[Aim of the task] Your output is the line containing "microwave. Do not add anything beyond the points." plus all lines after it to the end of the records, reproduced exactly, with nothing else.

[Dataset]
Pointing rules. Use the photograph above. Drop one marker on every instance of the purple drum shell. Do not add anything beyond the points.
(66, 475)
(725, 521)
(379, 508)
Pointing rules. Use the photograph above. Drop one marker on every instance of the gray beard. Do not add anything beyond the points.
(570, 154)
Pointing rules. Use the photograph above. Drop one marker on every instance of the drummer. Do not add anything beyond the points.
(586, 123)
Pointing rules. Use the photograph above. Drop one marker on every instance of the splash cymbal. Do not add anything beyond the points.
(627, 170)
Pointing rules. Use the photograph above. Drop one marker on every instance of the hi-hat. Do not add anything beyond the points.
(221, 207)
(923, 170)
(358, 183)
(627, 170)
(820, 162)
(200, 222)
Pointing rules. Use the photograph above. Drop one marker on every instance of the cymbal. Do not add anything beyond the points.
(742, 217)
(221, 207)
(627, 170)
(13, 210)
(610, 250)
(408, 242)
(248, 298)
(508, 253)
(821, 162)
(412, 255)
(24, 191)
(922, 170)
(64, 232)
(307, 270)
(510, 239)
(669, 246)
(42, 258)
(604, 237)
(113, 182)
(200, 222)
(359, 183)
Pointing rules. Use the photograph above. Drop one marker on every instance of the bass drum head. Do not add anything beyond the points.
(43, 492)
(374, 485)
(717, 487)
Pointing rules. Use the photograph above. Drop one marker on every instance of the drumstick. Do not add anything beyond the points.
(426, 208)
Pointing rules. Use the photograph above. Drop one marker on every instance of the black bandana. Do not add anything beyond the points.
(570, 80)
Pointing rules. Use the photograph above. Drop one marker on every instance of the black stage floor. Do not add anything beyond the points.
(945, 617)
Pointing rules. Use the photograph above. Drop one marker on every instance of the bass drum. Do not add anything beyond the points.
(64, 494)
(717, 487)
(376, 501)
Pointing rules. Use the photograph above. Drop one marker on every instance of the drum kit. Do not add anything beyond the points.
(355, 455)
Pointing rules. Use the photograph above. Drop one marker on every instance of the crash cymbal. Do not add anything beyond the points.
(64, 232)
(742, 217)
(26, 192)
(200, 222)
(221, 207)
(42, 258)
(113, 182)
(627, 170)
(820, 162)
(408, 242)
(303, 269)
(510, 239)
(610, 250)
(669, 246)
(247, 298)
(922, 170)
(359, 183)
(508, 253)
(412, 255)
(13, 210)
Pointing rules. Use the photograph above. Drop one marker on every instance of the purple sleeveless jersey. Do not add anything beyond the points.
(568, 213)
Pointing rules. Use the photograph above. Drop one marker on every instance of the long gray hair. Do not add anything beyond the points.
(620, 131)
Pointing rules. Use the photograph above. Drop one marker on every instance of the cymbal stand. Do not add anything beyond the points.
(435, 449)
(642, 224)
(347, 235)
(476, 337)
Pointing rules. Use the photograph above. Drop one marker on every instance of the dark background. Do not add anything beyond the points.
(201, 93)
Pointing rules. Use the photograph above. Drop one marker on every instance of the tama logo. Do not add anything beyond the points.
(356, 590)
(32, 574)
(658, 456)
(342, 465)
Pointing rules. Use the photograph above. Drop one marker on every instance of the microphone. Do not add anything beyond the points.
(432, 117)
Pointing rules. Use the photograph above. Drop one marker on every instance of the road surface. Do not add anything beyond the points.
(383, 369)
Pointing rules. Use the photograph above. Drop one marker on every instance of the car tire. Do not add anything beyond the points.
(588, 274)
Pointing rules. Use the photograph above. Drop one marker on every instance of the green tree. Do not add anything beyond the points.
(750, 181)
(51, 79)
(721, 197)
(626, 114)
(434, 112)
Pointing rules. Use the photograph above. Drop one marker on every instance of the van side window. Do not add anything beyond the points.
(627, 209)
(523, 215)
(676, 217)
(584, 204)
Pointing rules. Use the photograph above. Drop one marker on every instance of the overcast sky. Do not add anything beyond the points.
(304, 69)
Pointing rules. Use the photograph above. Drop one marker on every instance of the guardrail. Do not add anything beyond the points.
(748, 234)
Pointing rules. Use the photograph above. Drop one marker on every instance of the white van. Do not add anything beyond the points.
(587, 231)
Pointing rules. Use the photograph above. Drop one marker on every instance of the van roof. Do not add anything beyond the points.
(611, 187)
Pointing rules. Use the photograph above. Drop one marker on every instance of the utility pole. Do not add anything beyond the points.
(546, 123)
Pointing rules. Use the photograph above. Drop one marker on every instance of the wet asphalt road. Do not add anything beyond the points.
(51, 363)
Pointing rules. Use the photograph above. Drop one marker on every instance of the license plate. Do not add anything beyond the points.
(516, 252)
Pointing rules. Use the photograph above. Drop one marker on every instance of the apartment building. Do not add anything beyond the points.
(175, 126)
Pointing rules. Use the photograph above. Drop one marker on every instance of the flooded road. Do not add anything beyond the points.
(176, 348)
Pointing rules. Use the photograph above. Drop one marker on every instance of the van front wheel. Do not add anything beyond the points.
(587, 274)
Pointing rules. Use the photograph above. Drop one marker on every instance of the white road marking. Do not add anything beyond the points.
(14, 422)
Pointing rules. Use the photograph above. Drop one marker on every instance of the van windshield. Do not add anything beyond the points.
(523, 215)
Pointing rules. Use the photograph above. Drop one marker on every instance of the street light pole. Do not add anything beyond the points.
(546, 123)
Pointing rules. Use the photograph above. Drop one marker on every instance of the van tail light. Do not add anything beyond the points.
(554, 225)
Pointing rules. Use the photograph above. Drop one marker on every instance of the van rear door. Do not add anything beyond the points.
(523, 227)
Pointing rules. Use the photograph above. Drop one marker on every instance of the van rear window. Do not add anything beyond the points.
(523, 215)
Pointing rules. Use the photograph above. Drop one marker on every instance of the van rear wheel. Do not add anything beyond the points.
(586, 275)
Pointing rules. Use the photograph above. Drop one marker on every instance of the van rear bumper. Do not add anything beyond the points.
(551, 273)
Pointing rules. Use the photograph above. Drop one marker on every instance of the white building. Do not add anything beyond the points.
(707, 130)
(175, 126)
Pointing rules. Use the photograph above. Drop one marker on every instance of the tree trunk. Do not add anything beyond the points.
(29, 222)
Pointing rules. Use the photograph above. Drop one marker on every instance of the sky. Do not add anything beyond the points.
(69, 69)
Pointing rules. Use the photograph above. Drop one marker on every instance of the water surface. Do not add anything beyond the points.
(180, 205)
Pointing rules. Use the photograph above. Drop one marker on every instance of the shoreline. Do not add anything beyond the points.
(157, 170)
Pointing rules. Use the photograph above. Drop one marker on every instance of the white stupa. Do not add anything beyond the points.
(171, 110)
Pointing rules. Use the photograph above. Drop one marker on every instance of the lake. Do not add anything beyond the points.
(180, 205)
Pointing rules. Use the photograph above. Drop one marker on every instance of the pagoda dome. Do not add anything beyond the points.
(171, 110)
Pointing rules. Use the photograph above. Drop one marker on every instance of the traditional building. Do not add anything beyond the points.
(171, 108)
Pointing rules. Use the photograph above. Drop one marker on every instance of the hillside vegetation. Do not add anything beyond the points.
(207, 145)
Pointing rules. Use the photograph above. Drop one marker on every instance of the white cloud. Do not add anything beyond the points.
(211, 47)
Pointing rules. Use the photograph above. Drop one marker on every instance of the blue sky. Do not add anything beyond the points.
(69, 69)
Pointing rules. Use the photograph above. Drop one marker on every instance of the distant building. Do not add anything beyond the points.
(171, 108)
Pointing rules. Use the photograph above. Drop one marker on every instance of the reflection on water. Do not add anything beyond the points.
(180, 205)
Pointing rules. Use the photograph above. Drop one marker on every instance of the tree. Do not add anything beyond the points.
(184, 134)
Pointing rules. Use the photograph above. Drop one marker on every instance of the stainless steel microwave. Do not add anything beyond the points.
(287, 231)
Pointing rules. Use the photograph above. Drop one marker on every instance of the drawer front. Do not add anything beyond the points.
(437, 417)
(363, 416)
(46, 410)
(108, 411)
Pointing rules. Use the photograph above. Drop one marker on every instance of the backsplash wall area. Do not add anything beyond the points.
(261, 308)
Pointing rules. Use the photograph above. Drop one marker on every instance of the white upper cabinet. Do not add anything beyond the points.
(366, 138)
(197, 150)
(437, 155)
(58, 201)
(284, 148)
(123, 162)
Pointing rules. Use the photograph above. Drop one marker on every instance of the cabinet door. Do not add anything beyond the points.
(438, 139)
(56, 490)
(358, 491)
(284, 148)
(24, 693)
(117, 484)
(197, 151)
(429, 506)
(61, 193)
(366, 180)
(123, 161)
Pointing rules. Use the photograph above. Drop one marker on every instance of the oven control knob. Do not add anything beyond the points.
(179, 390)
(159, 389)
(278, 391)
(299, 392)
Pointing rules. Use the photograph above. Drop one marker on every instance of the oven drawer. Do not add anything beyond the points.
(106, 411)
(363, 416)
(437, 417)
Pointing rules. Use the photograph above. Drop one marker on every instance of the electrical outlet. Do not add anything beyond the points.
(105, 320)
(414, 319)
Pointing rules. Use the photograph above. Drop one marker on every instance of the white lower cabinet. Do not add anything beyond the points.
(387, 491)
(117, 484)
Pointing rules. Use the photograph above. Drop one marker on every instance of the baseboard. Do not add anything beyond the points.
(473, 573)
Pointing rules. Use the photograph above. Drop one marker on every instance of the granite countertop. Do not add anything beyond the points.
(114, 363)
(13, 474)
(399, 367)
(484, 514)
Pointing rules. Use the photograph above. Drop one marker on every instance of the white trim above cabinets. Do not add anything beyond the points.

[Solution below]
Pointing rules. Use the photograph above. Drop one marker on every instance of the stainless steel microwave. Do not add anything beyond the points.
(287, 231)
Pointing rules. Use the photograph above. Drop one marker on every instance of the drawer front. Do not add anything beyond the points.
(437, 417)
(363, 416)
(46, 410)
(108, 411)
Pointing rules. Use the photograph above. Drop one marker on every instance of the backsplash wall area. Do not add anything beyond the points.
(261, 308)
Pointing rules. Use the photograph above. Drop one marker on every instance of the white upper cabinet. Do not add anything beyond the points.
(366, 138)
(197, 150)
(437, 155)
(58, 201)
(284, 148)
(123, 162)
Pointing rules. Use the photograph above. Drop one marker on every instance of the cabinet door. Do not add anything beyond the points.
(438, 139)
(56, 490)
(358, 491)
(284, 148)
(24, 693)
(117, 484)
(197, 151)
(429, 506)
(61, 193)
(366, 180)
(123, 161)
Pointing rules. Use the photograph above. Drop one marker on every instance of the oven control knob. Do not add anything beyond the points.
(179, 390)
(159, 389)
(278, 391)
(299, 392)
Pointing rules. Use the photograph above. Drop one marker on every instance of the oven drawer. Do not add anything beyond the points.
(106, 411)
(363, 416)
(437, 417)
Pointing rules. Use the photograph above. Drop one marker on every instance of the electrical outlet. Do not add anything beyond the points.
(105, 320)
(414, 319)
Pointing rules. Use the photograph above. Drop one marker on every instance of the white lower cabinet. Do not add anything beyond the points.
(387, 491)
(117, 484)
Pointing rules. Use the photograph above. Drop one marker on every instance of the baseboard. Do not add anything beyond the points.
(473, 573)
Pointing rules. Use the photograph above. Drop one marker on every instance of the granite countertop. Do not add anything beyond the points.
(114, 363)
(13, 474)
(399, 367)
(484, 514)
Pointing rules. Use the photograph above. Drop one marker on every instance of the white trim above cabinets. Do not add anything beyond the points.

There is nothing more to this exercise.